→ EXCERTO DO DOCUMENTO
+ + + + + + +
Estes professores precisam de tempo, e tempo é o que não têm e não lhes é dado... Estes professores precisam de dar tempo aos alunos e tempo é o que não lhes conseguem dar... E para se poder ser melhor professor, esta é uma profissão que precisa de tempo… para ler, tempo para criar, tempo para estar, tempo para partilhar, tempo para conversar, tempo para sentir, tempo para rir, tempo para parar, tempo para pensar, tempo para reflectir, tempo para o ser...
Aos professores deste país, parabéns pela coragem de, num mundo completamente do avesso, ainda terem tempo (mesmo que não o tenham) de preencher as enormes burocracias desta nova escola “digital”... que, ao invés de simplificar a profissão e a arte de ensinar, veio contribuir para que não se perceba que a tecnologia educativa não é para o fim que se lhe tem dado!
Aos professores deste país, parabéns pela coragem de tentarem combater o controlo métrico administrativo feito e sentido no seu dia-a-dia, para medir, avaliar e comprovar o que cada um fez, faz e fará, resistindo sempre com ética e fazendo o melhor que conseguem.
Aos professores deste país, parabéns pela coragem de enfrentar este enorme desafio, no qual não há tempo para perceberem que existe um vírus que os colocou nesta situação... e ter o tempo para se angustiarem, para sentirem as dores desta calamidade mundial.
Mas, não há tempo, porque é necessário preparar os diversos relatórios de evidências dos trabalho de alunos (o digital também exporta dados), planos semanais e diários, faltas e presenças, sumários e planos individuais de trabalho, exercícios e fichas de trabalho, correcções e feedback, construir apresentações electrónicas, ePortefólios, guiões de aprendizagem diferenciados para os imensos alunos, mais um roteiro ou roteirinho, atender os telefonemas dos encarregados de educação a quem foram “obrigados” a fornecer o seu número pessoal, como de um call center se tratasse, realizar videoconferências para alunos ou com colegas, em reuniões de trabalho para articular as articulações, e ainda responder às dezenas de e-mails de pais, alunos, colegas, direcção, que precisam de ter tudo resolvido no tempo verbal passado, em que o ontem é uma velocidade insuportável de acompanhar… com um imediatismo digital inexequível de responder!
Aos professores deste país, parabéns pela coragem de se multiplicarem em esforços e soluções para não abandonarem cada aluno. Mas também para todos aqueles que têm filhos em casa para proteger, e não consegue deles ser professores, e ainda ter tempo para os deitar e acarinhar!
+ + + + + + +
→ OS DADOS
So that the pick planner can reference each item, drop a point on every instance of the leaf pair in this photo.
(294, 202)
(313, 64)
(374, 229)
+ + + + + + +
→ TAREFA
Por favor, devolva sem alterações o trecho do texto sobre os professores que vai desde "Estes professores precisam de tempo, e" até "lhe tem dado!", inclusive.

→ TAREFA CONCLUÍDA
Estes professores precisam de tempo, e tempo é o que não têm e não lhes é dado... Estes professores precisam de dar tempo aos alunos e tempo é o que não lhes conseguem dar... E para se poder ser melhor professor, esta é uma profissão que precisa de tempo… para ler, tempo para criar, tempo para estar, tempo para partilhar, tempo para conversar, tempo para sentir, tempo para rir, tempo para parar, tempo para pensar, tempo para reflectir, tempo para o ser...
Aos professores deste país, parabéns pela coragem de, num mundo completamente do avesso, ainda terem tempo (mesmo que não o tenham) de preencher as enormes burocracias desta nova escola “digital”... que, ao invés de simplificar a profissão e a arte de ensinar, veio contribuir para que não se perceba que a tecnologia educativa não é para o fim que se lhe tem dado!